[Exercise brief]
All the lines below should be set down exactly, with no picture carried into the copy.

Point localization data:
====

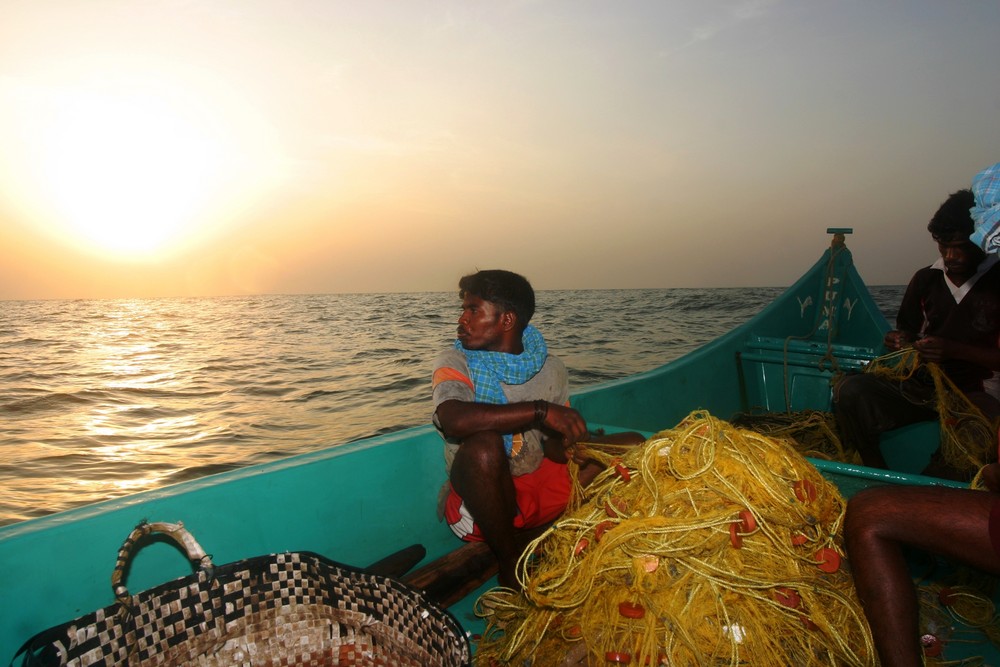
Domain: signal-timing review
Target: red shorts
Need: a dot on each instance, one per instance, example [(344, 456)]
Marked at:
[(541, 497)]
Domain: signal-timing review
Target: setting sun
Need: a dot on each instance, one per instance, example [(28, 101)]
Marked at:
[(132, 166), (127, 175)]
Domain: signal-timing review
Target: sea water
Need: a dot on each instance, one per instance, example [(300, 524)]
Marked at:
[(102, 398)]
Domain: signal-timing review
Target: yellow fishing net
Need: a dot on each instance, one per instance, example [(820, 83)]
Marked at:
[(968, 438), (707, 545)]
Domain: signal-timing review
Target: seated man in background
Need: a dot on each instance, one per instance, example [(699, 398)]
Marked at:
[(502, 404), (950, 314), (961, 524)]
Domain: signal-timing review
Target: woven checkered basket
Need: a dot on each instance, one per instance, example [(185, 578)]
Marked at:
[(281, 609)]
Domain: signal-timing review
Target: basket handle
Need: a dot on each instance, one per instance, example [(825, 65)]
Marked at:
[(175, 531)]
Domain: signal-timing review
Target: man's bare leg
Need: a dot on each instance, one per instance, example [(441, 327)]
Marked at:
[(880, 521), (481, 476)]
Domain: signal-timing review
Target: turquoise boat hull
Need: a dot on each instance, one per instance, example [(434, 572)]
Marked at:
[(361, 501)]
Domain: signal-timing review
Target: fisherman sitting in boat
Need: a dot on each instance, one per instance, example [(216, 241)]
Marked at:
[(962, 524), (950, 314), (502, 405)]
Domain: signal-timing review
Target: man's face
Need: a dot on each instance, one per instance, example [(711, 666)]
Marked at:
[(480, 326), (961, 256)]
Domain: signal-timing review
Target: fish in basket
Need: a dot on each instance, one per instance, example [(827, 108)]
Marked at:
[(295, 608)]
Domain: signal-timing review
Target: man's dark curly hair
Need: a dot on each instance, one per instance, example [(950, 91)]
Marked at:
[(953, 218), (508, 290)]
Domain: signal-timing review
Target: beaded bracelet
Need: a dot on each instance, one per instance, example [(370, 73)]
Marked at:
[(541, 411)]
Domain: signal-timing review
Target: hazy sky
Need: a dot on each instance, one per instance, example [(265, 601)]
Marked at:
[(155, 147)]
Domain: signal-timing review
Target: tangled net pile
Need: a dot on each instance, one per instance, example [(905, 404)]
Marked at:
[(709, 545), (968, 439)]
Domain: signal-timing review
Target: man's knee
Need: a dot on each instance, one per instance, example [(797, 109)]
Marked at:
[(851, 391), (478, 453), (864, 511)]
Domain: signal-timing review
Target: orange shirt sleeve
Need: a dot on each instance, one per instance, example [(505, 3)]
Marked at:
[(446, 374)]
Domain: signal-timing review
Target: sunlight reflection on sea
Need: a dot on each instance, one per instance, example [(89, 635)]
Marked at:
[(105, 398)]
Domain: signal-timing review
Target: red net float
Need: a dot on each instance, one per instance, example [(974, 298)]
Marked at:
[(631, 609), (828, 560)]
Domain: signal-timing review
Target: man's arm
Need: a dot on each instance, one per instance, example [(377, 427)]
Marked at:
[(937, 349), (460, 419)]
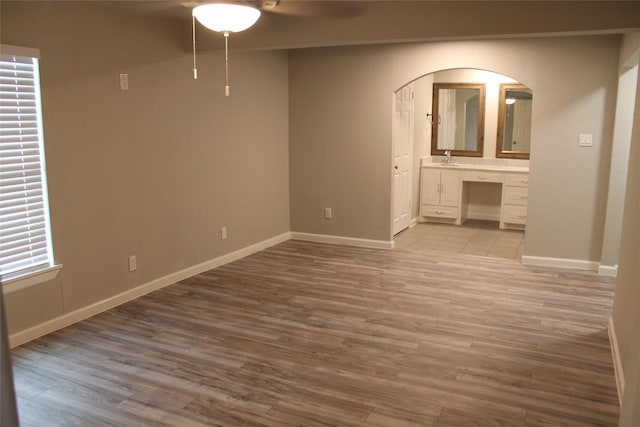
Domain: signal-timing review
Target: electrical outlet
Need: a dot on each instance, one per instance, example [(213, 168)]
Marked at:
[(133, 263), (124, 81)]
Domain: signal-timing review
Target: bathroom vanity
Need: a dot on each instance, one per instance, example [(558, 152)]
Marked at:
[(446, 191)]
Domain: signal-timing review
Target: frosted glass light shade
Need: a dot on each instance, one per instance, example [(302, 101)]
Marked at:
[(226, 18)]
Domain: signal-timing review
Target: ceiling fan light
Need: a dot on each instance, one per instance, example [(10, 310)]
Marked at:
[(226, 18)]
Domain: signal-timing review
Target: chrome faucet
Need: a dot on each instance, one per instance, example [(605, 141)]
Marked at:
[(448, 159)]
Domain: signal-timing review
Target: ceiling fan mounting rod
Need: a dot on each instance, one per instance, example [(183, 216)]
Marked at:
[(226, 63)]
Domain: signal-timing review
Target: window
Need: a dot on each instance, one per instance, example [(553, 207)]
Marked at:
[(25, 236)]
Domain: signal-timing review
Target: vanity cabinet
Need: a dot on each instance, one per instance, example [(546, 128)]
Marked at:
[(439, 193), (515, 195), (445, 193)]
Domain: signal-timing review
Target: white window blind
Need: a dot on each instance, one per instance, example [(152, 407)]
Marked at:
[(25, 237)]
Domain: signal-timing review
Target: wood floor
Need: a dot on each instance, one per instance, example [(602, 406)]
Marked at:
[(321, 335)]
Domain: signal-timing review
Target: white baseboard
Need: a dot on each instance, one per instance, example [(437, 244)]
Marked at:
[(617, 362), (68, 319), (608, 270), (341, 240), (576, 264)]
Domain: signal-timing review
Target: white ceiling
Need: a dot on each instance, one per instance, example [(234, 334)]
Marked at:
[(305, 23)]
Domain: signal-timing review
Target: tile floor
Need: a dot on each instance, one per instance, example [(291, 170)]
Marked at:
[(473, 238)]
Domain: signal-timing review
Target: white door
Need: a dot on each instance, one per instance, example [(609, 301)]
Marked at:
[(402, 147)]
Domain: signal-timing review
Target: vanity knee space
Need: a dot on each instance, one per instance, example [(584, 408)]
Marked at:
[(444, 193)]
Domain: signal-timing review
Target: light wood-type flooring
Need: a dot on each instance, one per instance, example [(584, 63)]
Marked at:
[(321, 335)]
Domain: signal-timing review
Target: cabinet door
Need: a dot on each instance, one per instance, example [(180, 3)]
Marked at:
[(429, 187), (450, 188)]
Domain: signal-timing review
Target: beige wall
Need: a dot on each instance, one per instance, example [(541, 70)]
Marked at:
[(341, 131), (626, 307), (155, 171)]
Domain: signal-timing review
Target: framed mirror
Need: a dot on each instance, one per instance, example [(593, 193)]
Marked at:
[(458, 119), (514, 122)]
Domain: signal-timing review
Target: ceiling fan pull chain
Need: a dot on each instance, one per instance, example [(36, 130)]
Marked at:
[(193, 29), (226, 63)]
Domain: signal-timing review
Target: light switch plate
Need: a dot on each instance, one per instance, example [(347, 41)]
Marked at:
[(586, 140)]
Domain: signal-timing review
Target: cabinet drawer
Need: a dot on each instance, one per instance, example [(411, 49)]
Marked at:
[(439, 211), (514, 214), (516, 195), (520, 180), (480, 176)]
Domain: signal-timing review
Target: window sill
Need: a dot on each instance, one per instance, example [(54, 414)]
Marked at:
[(31, 279)]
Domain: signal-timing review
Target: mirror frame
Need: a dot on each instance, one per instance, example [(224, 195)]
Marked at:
[(500, 152), (479, 151)]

====

[Response]
Domain: signal-timing review
Target: red shorts
Need: a dot on each instance, one per instance, example [(344, 456)]
Marked at:
[(541, 497)]
Domain: signal-timing review
Target: setting sun
Need: a dot on each instance, one per instance, example [(28, 101)]
Marked at:
[(132, 166), (127, 175)]
Domain: signal-timing review
Target: sea water
Need: a dot on each instance, one per instance, example [(300, 524)]
Marked at:
[(102, 398)]
Domain: signal-timing review
Target: yellow fishing net
Need: a dot on each instance, one per instance, example [(820, 83)]
Marked at:
[(968, 438), (707, 545)]
Domain: signal-timing review
Target: seated man in background
Need: a dot on each instance, one per instance, example [(699, 398)]
Marked at:
[(502, 404), (950, 314), (961, 524)]
Domain: signal-timing review
Target: woven checkered basket
Need: a dot on each instance, one per instance, example [(185, 578)]
Marked at:
[(281, 609)]
Domain: signal-timing review
Target: basket handle
Need: a dot on each instance, one per instance, example [(825, 65)]
Marked at:
[(175, 531)]
Domain: signal-timing review
Target: man's bare leg
Need: a dot on each instance, one per instance, example [(441, 327)]
Marked at:
[(880, 521), (481, 476)]
Domain: signal-timing review
Target: turquoise boat hull
Need: a dot on each instance, one per instance, example [(434, 572)]
Marked at:
[(361, 501)]
Domain: signal-timing review
Target: fisherman sitting in boat
Need: a dot on each instance, one per instance, example [(216, 241)]
Marked at:
[(962, 524), (950, 314), (502, 405)]
Domain: signal-timing review
Target: man's face
Need: a dot on each instance, one per instance, example [(711, 666)]
Marked at:
[(480, 326), (961, 256)]
Domain: signal-timing review
Target: fish in basket
Need: a dot on each instance, one per instance, example [(827, 108)]
Marked at:
[(295, 608)]
Domain: signal-timing review
Target: man's dark curly hair
Need: a dot on each instance, one per instance, example [(950, 91)]
Marked at:
[(953, 218), (508, 290)]
Domain: signal-timing review
Target: beaded bracelet
Need: a dot on each instance, one per instance, example [(370, 73)]
Marked at:
[(541, 411)]
Domain: signal-timing review
Target: hazy sky
Need: a dot on each instance, one per instance, example [(265, 601)]
Marked at:
[(155, 147)]
Domain: signal-timing review
Target: tangled net pile
Need: a dot on each instance, one per instance, example [(905, 404)]
Marked at:
[(709, 545), (968, 439)]
Domain: signal-timing review
Target: man's knee
Need: a dot on each instance, one per instance, example [(797, 109)]
Marked at:
[(851, 391), (478, 453), (864, 511)]
Domain: signal-timing review
Target: orange shirt sleeve
Need: a dot on each instance, one per instance, example [(505, 3)]
Marked at:
[(446, 374)]
Domain: signal-timing review
Target: sunlight reflection on sea
Need: a dot on each instance, one per instance, example [(89, 635)]
Marked at:
[(105, 398)]
Domain: signal-timing review
Target: red net float
Need: a dot on each instance, one per instance, example [(974, 298)]
Marked at:
[(631, 609), (828, 560)]
Domain: signal-timing review
Target: man's arm
Need: a dot on each instance, one per instance, example [(377, 427)]
Marked at:
[(937, 349), (460, 419)]
Domain: signal-timing review
Target: electrical outlet
Need: a dot on each instance, one per instance, example [(213, 168)]
Marked at:
[(133, 263), (124, 81)]
Domain: signal-timing review
Target: bathroom vanity
Need: a dot on each instance, one per instance, example [(558, 152)]
Marked at:
[(446, 191)]
Domain: signal-timing review
Target: frosted glass light shade
Need: a dot on each instance, one per instance, example [(302, 101)]
Marked at:
[(226, 18)]
Domain: signal-timing review
Target: ceiling fan light
Need: a dot on each instance, one per instance, example [(10, 310)]
Marked at:
[(226, 18)]
Domain: signal-timing review
Target: chrome faucet
Need: a dot on each instance, one per instance, example [(605, 141)]
Marked at:
[(448, 159)]
Domain: signal-timing review
Target: ceiling fan mounting rod
Need: a dot on each instance, one per instance, example [(183, 216)]
Marked at:
[(226, 63)]
Domain: signal-timing review
Target: window
Need: a dot on each instance, one per instance, example [(553, 207)]
Marked at:
[(25, 236)]
Domain: signal-timing review
Target: vanity cabinet
Need: a dot on each instance, one per instance, example [(546, 128)]
Marked at:
[(439, 193), (515, 195), (445, 193)]
Domain: signal-timing review
Target: white window blind
Need: a dot on each instance, one per instance, example [(152, 407)]
Marked at:
[(25, 237)]
Domain: signal-timing review
Target: wood floor
Need: a dot on each instance, one per instance, example [(602, 406)]
Marked at:
[(321, 335)]
Domain: signal-timing review
Target: white baseboard
Need: a dot on each instance, one per instance, example [(437, 244)]
Marked at:
[(617, 362), (68, 319), (608, 270), (341, 240), (576, 264)]
Domain: signal-timing review
Target: white ceiling
Need: a dot on each instance, one per instance, example [(234, 334)]
Marked at:
[(305, 23)]
Domain: signal-timing review
Target: tile floor
Need: a dot on each instance, one per instance, example [(291, 170)]
Marked at:
[(473, 238)]
Domain: signal-timing review
Target: white door
Need: a dot on each instance, one per instance, example [(609, 301)]
Marked at:
[(402, 147)]
Domain: signal-timing review
Target: vanity knee space
Need: a dot on each instance, one per instance, example [(584, 408)]
Marked at:
[(444, 193)]
Domain: signal-timing review
Target: light wood-type flooring
Need: a dot on each instance, one per instance, example [(584, 63)]
Marked at:
[(321, 335)]
Domain: signal-timing review
Target: cabinet door
Need: a dot on each instance, one per instance, example [(180, 3)]
Marked at:
[(429, 187), (450, 188)]
Domain: signal-timing review
Target: beige wall
Need: a dot on each instance, one per instance, example [(541, 70)]
Marked at:
[(341, 131), (626, 307), (155, 171)]
Domain: signal-timing review
Target: framed mirror
Need: a dot on each instance, one per instance, example [(593, 193)]
Marked at:
[(458, 119), (514, 122)]
Domain: signal-timing review
Target: ceiling fan pull chain
Need: a dot on each instance, one per instance, example [(36, 130)]
Marked at:
[(193, 29), (226, 63)]
Domain: signal-timing review
Target: light switch plate
Need: a dot on each instance, one per instance, example [(347, 41)]
Marked at:
[(586, 140)]
Domain: signal-timing review
Target: cabinet drawer
Need: a dot on each instance, one per instance, example [(411, 49)]
Marked at:
[(439, 211), (514, 214), (516, 195), (520, 180), (480, 176)]
Domain: signal-timing review
Target: window sill
Need: a dot on each instance, one per instance, example [(54, 414)]
Marked at:
[(31, 279)]
Domain: signal-timing review
Target: mirror frame
Need: a dot on each instance, one per instance, example [(224, 195)]
Marked at:
[(500, 152), (479, 151)]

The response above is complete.